Output only these lines, set down exactly: the one containing "of the raised" and each line after it through the end of the records.

(DATA begins)

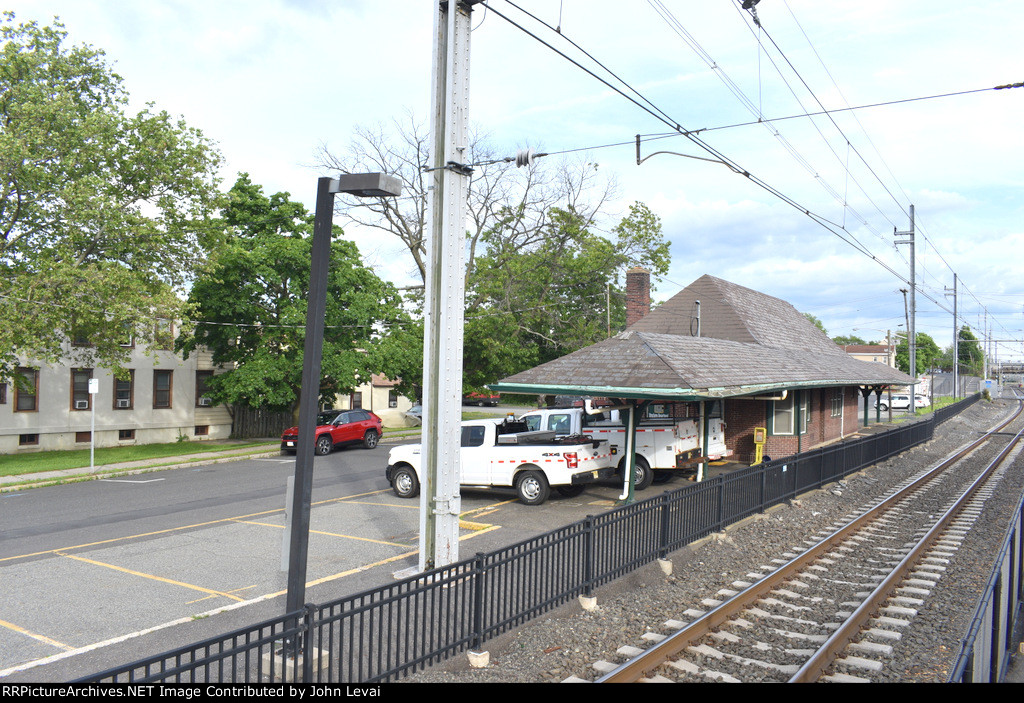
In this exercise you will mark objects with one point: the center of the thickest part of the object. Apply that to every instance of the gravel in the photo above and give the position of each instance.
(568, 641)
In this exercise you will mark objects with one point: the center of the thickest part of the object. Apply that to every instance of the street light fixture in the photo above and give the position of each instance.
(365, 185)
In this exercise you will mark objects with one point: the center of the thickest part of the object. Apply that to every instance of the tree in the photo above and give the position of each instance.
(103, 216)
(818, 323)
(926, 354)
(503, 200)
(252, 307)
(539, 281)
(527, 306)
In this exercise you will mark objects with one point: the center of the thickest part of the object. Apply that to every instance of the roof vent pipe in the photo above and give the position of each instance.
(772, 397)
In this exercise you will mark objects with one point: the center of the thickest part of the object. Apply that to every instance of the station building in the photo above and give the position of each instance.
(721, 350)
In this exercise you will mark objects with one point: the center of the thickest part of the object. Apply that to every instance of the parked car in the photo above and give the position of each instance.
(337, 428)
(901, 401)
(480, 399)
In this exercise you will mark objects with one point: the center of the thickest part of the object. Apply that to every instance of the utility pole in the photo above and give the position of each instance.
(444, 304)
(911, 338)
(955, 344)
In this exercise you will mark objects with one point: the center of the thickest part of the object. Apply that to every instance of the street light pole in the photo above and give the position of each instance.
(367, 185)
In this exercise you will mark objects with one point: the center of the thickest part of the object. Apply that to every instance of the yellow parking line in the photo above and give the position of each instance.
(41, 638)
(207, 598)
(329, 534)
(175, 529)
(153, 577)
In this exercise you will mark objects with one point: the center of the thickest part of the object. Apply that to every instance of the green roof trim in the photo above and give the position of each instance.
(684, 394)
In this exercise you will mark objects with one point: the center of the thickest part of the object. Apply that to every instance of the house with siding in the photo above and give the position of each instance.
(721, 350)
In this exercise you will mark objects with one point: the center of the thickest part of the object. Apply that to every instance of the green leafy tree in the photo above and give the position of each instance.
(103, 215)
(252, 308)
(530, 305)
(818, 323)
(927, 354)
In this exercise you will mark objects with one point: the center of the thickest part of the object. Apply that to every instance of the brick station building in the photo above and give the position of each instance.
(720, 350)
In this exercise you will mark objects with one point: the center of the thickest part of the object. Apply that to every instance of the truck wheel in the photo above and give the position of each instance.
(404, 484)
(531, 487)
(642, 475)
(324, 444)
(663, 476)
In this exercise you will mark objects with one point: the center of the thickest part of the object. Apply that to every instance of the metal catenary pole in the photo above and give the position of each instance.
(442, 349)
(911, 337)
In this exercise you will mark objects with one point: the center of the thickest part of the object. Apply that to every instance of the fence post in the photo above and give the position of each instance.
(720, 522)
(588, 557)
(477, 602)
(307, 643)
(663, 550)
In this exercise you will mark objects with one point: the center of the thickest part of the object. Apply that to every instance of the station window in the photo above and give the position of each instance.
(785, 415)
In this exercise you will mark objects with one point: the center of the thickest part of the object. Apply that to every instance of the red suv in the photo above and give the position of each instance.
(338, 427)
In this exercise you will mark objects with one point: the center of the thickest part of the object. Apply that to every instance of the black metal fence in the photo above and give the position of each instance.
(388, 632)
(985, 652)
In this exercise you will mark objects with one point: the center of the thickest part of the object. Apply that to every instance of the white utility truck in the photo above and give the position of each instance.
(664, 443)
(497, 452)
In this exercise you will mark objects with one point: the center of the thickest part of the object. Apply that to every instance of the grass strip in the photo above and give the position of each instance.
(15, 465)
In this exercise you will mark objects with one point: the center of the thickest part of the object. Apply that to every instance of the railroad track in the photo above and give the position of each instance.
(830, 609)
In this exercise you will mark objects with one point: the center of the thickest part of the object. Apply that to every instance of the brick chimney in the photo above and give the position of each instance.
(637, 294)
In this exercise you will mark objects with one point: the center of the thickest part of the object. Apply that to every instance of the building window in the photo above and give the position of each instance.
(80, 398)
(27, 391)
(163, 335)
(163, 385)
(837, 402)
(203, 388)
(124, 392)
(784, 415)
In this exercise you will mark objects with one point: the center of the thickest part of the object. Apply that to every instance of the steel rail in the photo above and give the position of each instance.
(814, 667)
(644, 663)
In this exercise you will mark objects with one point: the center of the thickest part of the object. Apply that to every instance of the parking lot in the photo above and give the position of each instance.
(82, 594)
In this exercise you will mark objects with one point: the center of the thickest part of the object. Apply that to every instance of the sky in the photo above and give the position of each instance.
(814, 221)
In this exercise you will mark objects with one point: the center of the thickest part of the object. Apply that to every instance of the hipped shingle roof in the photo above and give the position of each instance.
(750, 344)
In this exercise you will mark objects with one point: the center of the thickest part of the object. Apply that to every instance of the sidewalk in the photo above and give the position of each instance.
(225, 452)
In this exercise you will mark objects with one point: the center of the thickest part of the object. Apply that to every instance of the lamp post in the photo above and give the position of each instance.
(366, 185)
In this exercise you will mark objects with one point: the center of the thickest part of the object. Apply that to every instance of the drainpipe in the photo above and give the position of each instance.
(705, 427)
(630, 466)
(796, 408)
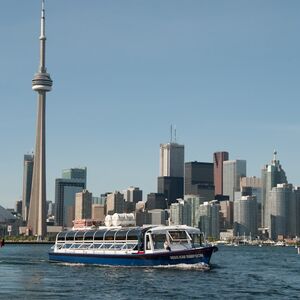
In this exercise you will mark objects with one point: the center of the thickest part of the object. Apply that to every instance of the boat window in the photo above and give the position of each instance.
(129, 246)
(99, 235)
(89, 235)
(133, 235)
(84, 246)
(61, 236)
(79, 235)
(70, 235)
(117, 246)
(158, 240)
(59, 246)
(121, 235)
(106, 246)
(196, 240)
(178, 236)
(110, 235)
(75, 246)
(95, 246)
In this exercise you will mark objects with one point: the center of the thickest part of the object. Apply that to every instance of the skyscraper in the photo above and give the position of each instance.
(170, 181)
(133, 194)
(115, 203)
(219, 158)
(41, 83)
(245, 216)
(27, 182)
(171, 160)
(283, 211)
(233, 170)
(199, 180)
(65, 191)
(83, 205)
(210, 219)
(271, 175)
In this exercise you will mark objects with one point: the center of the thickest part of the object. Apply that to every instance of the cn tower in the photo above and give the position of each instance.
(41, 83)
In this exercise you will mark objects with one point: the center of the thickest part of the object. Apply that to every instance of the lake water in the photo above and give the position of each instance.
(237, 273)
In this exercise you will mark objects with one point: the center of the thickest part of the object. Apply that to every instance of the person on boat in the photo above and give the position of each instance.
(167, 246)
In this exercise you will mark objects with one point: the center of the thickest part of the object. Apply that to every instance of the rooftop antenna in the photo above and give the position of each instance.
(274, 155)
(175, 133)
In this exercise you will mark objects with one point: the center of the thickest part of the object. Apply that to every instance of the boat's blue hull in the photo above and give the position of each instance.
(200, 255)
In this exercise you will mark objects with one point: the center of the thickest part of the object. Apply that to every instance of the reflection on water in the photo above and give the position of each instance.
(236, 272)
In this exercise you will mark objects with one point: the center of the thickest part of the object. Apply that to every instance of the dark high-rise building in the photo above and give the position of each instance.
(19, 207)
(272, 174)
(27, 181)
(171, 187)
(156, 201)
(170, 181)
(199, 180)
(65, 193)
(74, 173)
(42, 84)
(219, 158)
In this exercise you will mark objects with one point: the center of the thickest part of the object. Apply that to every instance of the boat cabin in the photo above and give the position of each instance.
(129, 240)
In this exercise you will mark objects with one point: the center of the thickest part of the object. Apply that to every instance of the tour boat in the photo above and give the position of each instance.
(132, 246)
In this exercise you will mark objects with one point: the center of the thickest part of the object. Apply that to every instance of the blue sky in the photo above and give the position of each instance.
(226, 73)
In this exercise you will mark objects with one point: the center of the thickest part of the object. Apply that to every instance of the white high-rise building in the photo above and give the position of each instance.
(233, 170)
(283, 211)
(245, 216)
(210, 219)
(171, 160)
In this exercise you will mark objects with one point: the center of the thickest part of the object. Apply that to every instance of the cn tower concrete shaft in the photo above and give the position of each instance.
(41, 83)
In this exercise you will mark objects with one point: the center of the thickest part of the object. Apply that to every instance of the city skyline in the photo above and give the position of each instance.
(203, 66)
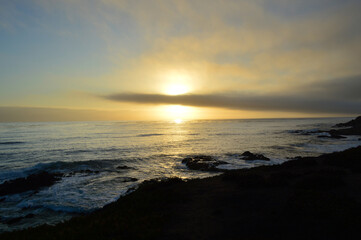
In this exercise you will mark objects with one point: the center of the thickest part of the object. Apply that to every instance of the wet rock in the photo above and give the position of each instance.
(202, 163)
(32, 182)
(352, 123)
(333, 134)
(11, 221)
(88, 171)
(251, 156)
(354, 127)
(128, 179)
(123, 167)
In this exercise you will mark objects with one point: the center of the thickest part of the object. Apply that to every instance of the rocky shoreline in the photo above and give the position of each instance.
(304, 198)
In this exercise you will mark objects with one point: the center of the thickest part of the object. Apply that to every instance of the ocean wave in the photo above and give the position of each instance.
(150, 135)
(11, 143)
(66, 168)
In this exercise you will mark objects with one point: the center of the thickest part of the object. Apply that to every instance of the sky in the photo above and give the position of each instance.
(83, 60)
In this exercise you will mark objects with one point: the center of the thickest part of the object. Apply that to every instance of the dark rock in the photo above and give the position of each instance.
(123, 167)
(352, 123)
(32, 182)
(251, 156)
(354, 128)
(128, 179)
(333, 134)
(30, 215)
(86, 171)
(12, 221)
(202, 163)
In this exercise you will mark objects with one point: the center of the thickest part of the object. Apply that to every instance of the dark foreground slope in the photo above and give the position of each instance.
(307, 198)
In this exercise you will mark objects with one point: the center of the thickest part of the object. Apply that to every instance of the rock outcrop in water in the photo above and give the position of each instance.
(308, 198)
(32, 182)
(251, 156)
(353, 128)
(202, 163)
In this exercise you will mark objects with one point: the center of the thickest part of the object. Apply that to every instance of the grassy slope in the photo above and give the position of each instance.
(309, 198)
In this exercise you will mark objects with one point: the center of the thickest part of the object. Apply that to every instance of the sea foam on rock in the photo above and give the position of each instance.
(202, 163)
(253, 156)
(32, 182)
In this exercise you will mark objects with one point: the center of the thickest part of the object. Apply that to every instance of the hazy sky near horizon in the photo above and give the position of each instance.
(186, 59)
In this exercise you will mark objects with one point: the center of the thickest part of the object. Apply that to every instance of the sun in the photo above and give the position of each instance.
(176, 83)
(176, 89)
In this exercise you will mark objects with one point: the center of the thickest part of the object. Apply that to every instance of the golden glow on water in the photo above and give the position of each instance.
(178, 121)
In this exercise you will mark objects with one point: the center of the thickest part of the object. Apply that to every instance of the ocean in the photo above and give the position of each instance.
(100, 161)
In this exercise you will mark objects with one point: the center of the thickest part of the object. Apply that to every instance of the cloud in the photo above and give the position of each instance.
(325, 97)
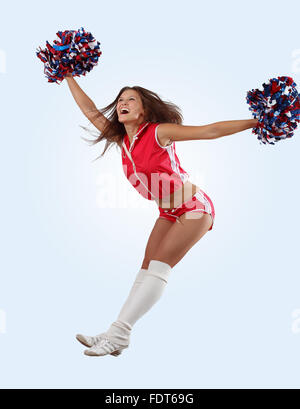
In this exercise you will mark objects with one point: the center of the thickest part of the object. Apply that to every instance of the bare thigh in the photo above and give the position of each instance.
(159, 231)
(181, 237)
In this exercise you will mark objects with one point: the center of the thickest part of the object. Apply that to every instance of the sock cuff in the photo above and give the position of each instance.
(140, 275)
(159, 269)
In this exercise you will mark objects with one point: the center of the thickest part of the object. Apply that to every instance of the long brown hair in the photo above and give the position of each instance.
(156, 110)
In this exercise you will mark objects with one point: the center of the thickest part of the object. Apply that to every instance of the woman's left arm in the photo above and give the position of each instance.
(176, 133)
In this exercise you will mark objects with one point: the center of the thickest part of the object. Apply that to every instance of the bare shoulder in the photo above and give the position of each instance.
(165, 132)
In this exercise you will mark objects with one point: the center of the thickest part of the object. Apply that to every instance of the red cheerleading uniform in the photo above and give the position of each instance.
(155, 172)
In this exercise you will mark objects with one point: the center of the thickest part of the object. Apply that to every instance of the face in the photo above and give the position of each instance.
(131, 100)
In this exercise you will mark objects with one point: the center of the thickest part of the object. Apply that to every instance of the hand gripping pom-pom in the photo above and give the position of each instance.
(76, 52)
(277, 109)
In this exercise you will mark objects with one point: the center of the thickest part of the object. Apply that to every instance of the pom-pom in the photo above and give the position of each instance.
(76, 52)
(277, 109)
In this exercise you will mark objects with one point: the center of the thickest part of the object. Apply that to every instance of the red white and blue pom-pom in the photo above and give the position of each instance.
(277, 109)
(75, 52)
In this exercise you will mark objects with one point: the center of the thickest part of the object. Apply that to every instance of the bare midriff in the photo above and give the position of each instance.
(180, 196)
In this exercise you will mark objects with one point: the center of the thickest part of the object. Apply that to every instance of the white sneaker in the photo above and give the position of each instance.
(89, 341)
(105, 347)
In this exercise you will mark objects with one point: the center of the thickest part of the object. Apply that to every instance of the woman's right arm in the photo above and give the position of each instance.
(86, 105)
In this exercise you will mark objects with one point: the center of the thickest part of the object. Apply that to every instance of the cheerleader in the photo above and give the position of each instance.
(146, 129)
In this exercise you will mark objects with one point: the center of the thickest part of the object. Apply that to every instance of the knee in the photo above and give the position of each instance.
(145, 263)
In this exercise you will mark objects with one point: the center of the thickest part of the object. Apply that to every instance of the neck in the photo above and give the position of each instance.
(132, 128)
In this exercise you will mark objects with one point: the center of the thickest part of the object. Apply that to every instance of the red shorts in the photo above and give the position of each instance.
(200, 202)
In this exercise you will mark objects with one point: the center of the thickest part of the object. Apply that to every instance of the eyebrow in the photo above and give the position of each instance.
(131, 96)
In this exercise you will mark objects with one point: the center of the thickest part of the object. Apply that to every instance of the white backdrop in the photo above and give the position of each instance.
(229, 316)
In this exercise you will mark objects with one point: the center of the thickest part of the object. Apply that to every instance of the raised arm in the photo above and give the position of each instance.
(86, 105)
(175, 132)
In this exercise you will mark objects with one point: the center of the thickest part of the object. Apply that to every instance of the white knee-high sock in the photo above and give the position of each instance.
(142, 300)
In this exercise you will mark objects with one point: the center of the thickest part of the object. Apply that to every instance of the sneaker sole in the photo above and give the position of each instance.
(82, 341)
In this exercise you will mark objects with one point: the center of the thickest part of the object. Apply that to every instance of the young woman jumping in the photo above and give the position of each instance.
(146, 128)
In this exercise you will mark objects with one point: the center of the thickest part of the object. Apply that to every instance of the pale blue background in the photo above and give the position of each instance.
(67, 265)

(DATA ends)

RESPONSE:
In this exercise you will mark objects with one point: the center of the thickest part of the object. Apply that to every instance of the raised arm in the photo above and give the position of each instance.
(86, 105)
(175, 132)
In this exercise you will mark objects with one point: the center of the thickest part of the object. Apply that to every instance of the white knee-high sock in the photo above and give the position of each instance.
(142, 300)
In this exercise you will mark objects with one point: the center of the thickest part of the object. Apply that to every instance of the sneaker sole in the photo above and give the position of each instance.
(82, 341)
In this exercise you will mark objects with one point: the center of the thickest part of the object. Apply that to every instance of the young woman jumping in the photo above and give the position of each instance.
(146, 128)
In this exercise you will mark objects with one point: the center of the thickest part of the object. Apply that to every instance of the pale blue background in the photo above and give the position of each instance.
(67, 265)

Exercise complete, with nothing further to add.